Point annotation dataset items:
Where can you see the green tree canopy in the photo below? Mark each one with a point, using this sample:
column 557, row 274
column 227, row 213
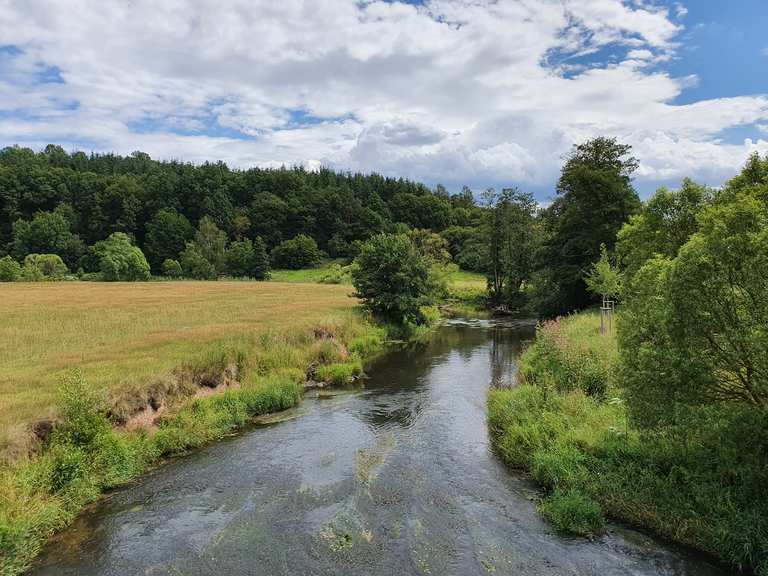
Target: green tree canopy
column 595, row 198
column 38, row 267
column 195, row 265
column 167, row 234
column 248, row 259
column 172, row 268
column 694, row 326
column 665, row 222
column 47, row 233
column 119, row 260
column 296, row 253
column 393, row 279
column 10, row 270
column 510, row 237
column 211, row 243
column 603, row 278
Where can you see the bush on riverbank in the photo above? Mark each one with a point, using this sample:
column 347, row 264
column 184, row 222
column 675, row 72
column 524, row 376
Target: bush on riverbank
column 694, row 482
column 85, row 455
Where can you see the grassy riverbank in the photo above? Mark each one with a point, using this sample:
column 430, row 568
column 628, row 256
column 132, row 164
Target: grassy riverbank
column 700, row 482
column 161, row 368
column 126, row 336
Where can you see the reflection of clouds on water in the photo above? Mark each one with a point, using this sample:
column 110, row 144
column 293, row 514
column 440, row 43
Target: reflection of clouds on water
column 507, row 341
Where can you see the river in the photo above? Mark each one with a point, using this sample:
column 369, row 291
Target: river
column 394, row 478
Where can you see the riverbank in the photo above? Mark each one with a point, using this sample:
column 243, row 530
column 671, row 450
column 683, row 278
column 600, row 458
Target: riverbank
column 700, row 483
column 101, row 437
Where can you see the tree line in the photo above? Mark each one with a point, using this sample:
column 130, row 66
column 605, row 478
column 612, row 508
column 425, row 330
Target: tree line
column 205, row 220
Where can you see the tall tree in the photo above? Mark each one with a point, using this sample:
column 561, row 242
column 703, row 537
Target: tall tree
column 595, row 198
column 510, row 232
column 166, row 237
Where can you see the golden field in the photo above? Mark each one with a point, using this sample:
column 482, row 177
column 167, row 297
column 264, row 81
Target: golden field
column 127, row 334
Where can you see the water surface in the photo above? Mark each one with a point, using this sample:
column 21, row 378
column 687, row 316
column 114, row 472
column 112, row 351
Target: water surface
column 395, row 478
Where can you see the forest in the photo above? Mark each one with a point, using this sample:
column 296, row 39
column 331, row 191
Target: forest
column 109, row 217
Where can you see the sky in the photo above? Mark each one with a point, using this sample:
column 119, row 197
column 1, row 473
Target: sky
column 482, row 93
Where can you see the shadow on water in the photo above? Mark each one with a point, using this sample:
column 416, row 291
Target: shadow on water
column 394, row 478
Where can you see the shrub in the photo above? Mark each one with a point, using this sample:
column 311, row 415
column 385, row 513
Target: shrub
column 393, row 279
column 119, row 260
column 299, row 252
column 10, row 270
column 336, row 274
column 247, row 259
column 39, row 267
column 695, row 328
column 194, row 264
column 172, row 268
column 167, row 235
column 46, row 233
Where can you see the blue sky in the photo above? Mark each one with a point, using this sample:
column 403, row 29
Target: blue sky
column 449, row 91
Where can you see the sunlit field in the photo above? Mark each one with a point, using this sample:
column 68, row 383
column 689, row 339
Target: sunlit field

* _GIVEN EXERCISE_
Please rewrite all of the items above, replacing "photo" with "image" and leaving everything else unchanged. Leave the pictures out of your answer.

* _COMPLETE RESPONSE_
Where can you see the green tree canopy in the image below? Mark each one with a point, using this sample:
column 557, row 274
column 227, row 213
Target: green tree canopy
column 595, row 198
column 38, row 267
column 195, row 265
column 167, row 234
column 248, row 259
column 172, row 268
column 694, row 326
column 665, row 222
column 47, row 233
column 119, row 260
column 296, row 253
column 393, row 279
column 10, row 270
column 510, row 237
column 211, row 243
column 603, row 278
Where can you see the bush on riverbank in the image above? Mark each one with a point, using this sample:
column 347, row 264
column 184, row 222
column 675, row 72
column 524, row 376
Target: bush on riverbank
column 694, row 482
column 85, row 455
Where can you see the grassy riverbank in the image above? Mark each one with a point, using this sample:
column 430, row 568
column 628, row 256
column 132, row 164
Target: grassy riverbank
column 700, row 482
column 161, row 368
column 126, row 336
Where can you see the reflection of clouds on water in the image above? Mark each one with a point, using this sample:
column 110, row 144
column 293, row 514
column 440, row 43
Target: reflection of clouds on water
column 507, row 341
Where can you see the river in the image above? Mark each one with a point, using this sample:
column 369, row 291
Target: river
column 394, row 478
Where can you see the riverbank in the image above? Mark each one with a point, using this sample:
column 243, row 530
column 671, row 450
column 683, row 278
column 600, row 458
Target: riverbank
column 700, row 483
column 101, row 437
Where can you see the tree line in the image above? Mark each one with a point, using this sample:
column 130, row 66
column 605, row 478
column 612, row 508
column 425, row 330
Target: tree line
column 205, row 220
Where can you see the tall tree in the image above? Mark each one with a point, using this sample:
column 561, row 242
column 703, row 537
Target: tall tree
column 595, row 198
column 510, row 232
column 166, row 237
Where can you see the golden field in the image above? Mark each one with a point, using this sample:
column 482, row 177
column 167, row 297
column 264, row 81
Target: golden field
column 127, row 334
Where can you see the water surface in the image above? Mark each one with a point, using this sample:
column 21, row 378
column 687, row 316
column 114, row 472
column 112, row 351
Target: water surface
column 395, row 478
Where can you see the forest in the image above? Mark each one with a point, using this sample:
column 296, row 39
column 331, row 191
Target: forest
column 109, row 217
Where can you see the sky in the image above? Mark each one with a point, using this sample:
column 119, row 197
column 1, row 473
Target: sky
column 482, row 93
Where can you see the shadow on water in the image above? Mark each one with a point, using this sample:
column 416, row 291
Target: shadow on water
column 394, row 478
Where can you see the shrub in the image above? Mark each one with a point, using this sample:
column 311, row 415
column 385, row 513
Target: shrub
column 393, row 279
column 119, row 260
column 299, row 252
column 10, row 270
column 336, row 274
column 247, row 259
column 39, row 267
column 695, row 328
column 194, row 264
column 172, row 268
column 167, row 235
column 46, row 233
Where can you see the blue sky in the image above? Mark each one with a point, using this sample:
column 403, row 29
Target: blue sky
column 449, row 91
Where can you see the sunlit field in the image above? Mark each one with a point, using this sample:
column 68, row 383
column 689, row 339
Target: sunlit field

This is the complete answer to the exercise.